ACTION ITEM: Would you transcribe the entries below, beginning at the line with "[ ] identify the fallen" and ending after the line with "[ ] identify the estuary", exactly, with no picture and nothing more?

┏━━

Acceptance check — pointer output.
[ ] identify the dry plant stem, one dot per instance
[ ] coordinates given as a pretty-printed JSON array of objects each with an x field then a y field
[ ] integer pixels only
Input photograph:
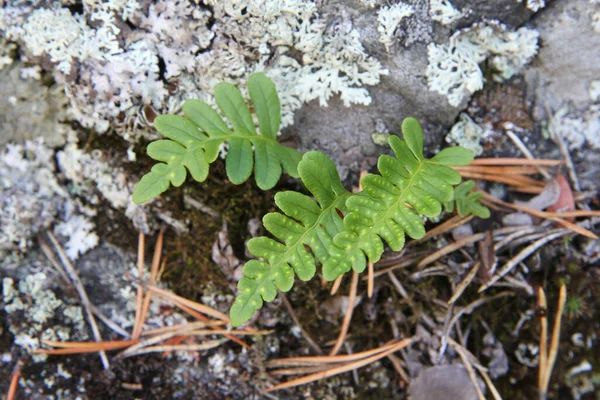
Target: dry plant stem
[
  {"x": 347, "y": 316},
  {"x": 397, "y": 285},
  {"x": 515, "y": 161},
  {"x": 108, "y": 322},
  {"x": 50, "y": 256},
  {"x": 543, "y": 306},
  {"x": 558, "y": 139},
  {"x": 341, "y": 369},
  {"x": 336, "y": 284},
  {"x": 446, "y": 226},
  {"x": 178, "y": 300},
  {"x": 460, "y": 288},
  {"x": 318, "y": 360},
  {"x": 85, "y": 301},
  {"x": 499, "y": 169},
  {"x": 449, "y": 249},
  {"x": 554, "y": 342},
  {"x": 14, "y": 381},
  {"x": 153, "y": 273},
  {"x": 299, "y": 370},
  {"x": 514, "y": 180},
  {"x": 354, "y": 371},
  {"x": 557, "y": 217},
  {"x": 526, "y": 252},
  {"x": 526, "y": 152},
  {"x": 132, "y": 386},
  {"x": 370, "y": 279},
  {"x": 405, "y": 263},
  {"x": 182, "y": 327},
  {"x": 137, "y": 326},
  {"x": 470, "y": 371},
  {"x": 292, "y": 314},
  {"x": 398, "y": 367},
  {"x": 470, "y": 358},
  {"x": 183, "y": 347}
]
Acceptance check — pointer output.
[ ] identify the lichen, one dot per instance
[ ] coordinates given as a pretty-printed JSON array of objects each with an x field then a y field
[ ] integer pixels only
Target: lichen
[
  {"x": 33, "y": 310},
  {"x": 389, "y": 18},
  {"x": 453, "y": 68},
  {"x": 578, "y": 128},
  {"x": 444, "y": 12},
  {"x": 108, "y": 57},
  {"x": 467, "y": 133}
]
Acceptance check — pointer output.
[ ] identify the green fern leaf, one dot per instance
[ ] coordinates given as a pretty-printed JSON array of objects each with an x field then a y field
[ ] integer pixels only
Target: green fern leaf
[
  {"x": 195, "y": 140},
  {"x": 305, "y": 223},
  {"x": 389, "y": 205},
  {"x": 467, "y": 202}
]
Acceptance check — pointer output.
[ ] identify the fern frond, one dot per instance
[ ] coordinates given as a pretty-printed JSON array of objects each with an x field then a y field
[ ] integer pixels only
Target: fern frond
[
  {"x": 194, "y": 141},
  {"x": 389, "y": 206},
  {"x": 304, "y": 223},
  {"x": 467, "y": 202}
]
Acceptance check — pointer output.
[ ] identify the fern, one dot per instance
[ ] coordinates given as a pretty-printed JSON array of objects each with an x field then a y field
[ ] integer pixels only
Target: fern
[
  {"x": 194, "y": 141},
  {"x": 389, "y": 206},
  {"x": 346, "y": 230},
  {"x": 305, "y": 223},
  {"x": 467, "y": 202}
]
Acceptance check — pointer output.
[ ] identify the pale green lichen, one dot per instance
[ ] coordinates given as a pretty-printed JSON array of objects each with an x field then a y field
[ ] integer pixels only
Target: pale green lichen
[{"x": 467, "y": 133}]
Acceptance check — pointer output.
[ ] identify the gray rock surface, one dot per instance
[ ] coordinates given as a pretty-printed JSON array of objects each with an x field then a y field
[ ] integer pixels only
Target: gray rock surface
[
  {"x": 344, "y": 133},
  {"x": 569, "y": 57}
]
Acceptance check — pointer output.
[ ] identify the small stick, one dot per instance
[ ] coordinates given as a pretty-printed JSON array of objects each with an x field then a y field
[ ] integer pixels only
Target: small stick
[
  {"x": 153, "y": 272},
  {"x": 516, "y": 161},
  {"x": 108, "y": 322},
  {"x": 14, "y": 381},
  {"x": 543, "y": 364},
  {"x": 398, "y": 285},
  {"x": 446, "y": 226},
  {"x": 347, "y": 316},
  {"x": 178, "y": 300},
  {"x": 341, "y": 369},
  {"x": 178, "y": 347},
  {"x": 48, "y": 253},
  {"x": 370, "y": 279},
  {"x": 336, "y": 284},
  {"x": 398, "y": 367},
  {"x": 403, "y": 264},
  {"x": 562, "y": 298},
  {"x": 526, "y": 252},
  {"x": 317, "y": 360},
  {"x": 310, "y": 341},
  {"x": 449, "y": 249},
  {"x": 85, "y": 301},
  {"x": 526, "y": 151},
  {"x": 462, "y": 285},
  {"x": 137, "y": 326},
  {"x": 558, "y": 139}
]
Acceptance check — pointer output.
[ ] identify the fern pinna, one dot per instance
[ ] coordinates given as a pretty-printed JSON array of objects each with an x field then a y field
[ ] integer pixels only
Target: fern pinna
[
  {"x": 194, "y": 141},
  {"x": 345, "y": 230}
]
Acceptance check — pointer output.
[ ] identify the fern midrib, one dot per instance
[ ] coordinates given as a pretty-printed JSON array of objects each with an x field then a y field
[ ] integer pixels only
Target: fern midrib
[
  {"x": 300, "y": 241},
  {"x": 203, "y": 144},
  {"x": 401, "y": 198}
]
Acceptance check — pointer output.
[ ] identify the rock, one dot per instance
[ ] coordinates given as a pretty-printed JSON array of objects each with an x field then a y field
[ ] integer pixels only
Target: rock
[
  {"x": 569, "y": 57},
  {"x": 448, "y": 382}
]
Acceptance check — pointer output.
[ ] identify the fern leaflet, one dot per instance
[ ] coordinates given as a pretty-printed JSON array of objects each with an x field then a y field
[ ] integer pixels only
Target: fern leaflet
[
  {"x": 467, "y": 202},
  {"x": 388, "y": 207},
  {"x": 304, "y": 223},
  {"x": 194, "y": 141}
]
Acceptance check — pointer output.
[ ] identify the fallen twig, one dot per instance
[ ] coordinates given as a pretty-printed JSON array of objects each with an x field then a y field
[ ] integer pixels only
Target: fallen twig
[
  {"x": 347, "y": 315},
  {"x": 292, "y": 314},
  {"x": 85, "y": 301}
]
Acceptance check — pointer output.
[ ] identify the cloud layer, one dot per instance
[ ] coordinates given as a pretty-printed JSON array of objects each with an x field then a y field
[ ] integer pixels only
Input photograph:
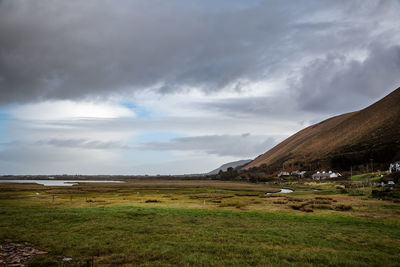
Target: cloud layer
[{"x": 101, "y": 86}]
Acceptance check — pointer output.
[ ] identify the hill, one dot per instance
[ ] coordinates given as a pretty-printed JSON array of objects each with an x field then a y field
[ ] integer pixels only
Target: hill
[
  {"x": 230, "y": 164},
  {"x": 362, "y": 139}
]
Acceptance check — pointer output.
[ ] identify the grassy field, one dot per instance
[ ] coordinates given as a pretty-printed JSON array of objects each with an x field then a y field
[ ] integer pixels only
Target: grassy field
[{"x": 203, "y": 223}]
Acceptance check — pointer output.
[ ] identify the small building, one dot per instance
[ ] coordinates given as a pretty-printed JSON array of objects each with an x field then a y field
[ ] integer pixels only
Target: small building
[
  {"x": 325, "y": 175},
  {"x": 300, "y": 174},
  {"x": 394, "y": 167},
  {"x": 283, "y": 174},
  {"x": 389, "y": 183}
]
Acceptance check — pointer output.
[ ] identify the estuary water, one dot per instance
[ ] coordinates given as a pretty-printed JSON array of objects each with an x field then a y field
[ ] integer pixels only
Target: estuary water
[{"x": 57, "y": 182}]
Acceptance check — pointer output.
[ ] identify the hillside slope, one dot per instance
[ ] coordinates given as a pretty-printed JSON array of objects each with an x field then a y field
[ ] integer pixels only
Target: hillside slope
[{"x": 356, "y": 138}]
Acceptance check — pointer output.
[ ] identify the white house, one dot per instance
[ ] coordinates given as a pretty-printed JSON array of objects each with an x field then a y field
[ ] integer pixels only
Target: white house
[
  {"x": 283, "y": 174},
  {"x": 394, "y": 167}
]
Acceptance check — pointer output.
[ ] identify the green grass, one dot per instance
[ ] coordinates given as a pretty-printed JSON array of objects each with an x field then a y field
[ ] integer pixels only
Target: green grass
[{"x": 134, "y": 233}]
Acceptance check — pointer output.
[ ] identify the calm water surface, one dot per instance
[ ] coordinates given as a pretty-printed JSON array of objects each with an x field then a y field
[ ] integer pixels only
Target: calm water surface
[{"x": 57, "y": 182}]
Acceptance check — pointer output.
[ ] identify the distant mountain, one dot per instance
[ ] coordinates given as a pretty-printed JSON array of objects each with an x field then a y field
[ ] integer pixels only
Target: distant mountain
[
  {"x": 230, "y": 164},
  {"x": 365, "y": 138}
]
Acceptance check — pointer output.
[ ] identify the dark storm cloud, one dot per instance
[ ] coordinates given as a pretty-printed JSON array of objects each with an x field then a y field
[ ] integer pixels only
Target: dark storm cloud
[
  {"x": 74, "y": 49},
  {"x": 69, "y": 49},
  {"x": 244, "y": 145},
  {"x": 336, "y": 83}
]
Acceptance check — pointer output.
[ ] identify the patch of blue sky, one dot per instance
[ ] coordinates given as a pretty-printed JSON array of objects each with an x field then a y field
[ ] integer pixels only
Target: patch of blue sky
[
  {"x": 157, "y": 136},
  {"x": 141, "y": 112}
]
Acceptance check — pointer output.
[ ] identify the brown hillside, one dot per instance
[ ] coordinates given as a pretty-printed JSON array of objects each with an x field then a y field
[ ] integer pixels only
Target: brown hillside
[{"x": 352, "y": 138}]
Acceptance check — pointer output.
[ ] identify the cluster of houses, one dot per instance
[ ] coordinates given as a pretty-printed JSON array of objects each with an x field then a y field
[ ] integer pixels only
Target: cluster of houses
[
  {"x": 394, "y": 167},
  {"x": 325, "y": 175},
  {"x": 299, "y": 174}
]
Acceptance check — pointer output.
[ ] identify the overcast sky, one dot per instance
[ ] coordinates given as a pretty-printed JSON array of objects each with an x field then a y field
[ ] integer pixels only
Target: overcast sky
[{"x": 178, "y": 86}]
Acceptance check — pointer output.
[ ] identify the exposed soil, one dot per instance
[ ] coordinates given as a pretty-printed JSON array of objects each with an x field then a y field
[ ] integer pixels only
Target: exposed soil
[{"x": 17, "y": 254}]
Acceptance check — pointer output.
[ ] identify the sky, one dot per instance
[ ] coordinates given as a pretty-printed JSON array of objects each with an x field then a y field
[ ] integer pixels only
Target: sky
[{"x": 179, "y": 87}]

┗━━

RESULT OF THIS TASK:
[ ] identify the fallen twig, one dot per instance
[ ] coordinates given as a pretty-printed JSON array of objects each with an x field then a y field
[ ] integer pixels only
Target: fallen twig
[
  {"x": 347, "y": 315},
  {"x": 292, "y": 314},
  {"x": 85, "y": 301}
]
Acceptance check — pointer output.
[ ] identify the cloud layer, one dot per instance
[ ] coordinates given as a pretty-printed JSON array of objects each with an x field then a y field
[ ] integer pixels only
Input photograph:
Target: cloud layer
[{"x": 101, "y": 86}]
Acceptance check — pointer output.
[ ] identify the hill, one dot per instance
[ ] coordinates given as a pretty-printed JSON array of objects each with an x field then a y field
[ ] integer pixels only
Target: hill
[
  {"x": 230, "y": 164},
  {"x": 362, "y": 139}
]
Acceptance check — pointer output.
[ ] identify the grassy field, one dot per instance
[ ] coordinates given as a pretty-printed JSON array of objects each with an x field then a y field
[ ] integer pixels only
Target: grassy field
[{"x": 203, "y": 223}]
Acceptance check — pointer output.
[ ] identify the small building, one dot per instance
[ ] coordinates given as a pretty-printed JSON array of objects each with an x field then a y field
[ ] integer pixels only
Target: small building
[
  {"x": 325, "y": 175},
  {"x": 300, "y": 174},
  {"x": 394, "y": 167},
  {"x": 283, "y": 174},
  {"x": 389, "y": 183}
]
Acceptance check — pointer output.
[ ] identify the estuary water, one dot per instance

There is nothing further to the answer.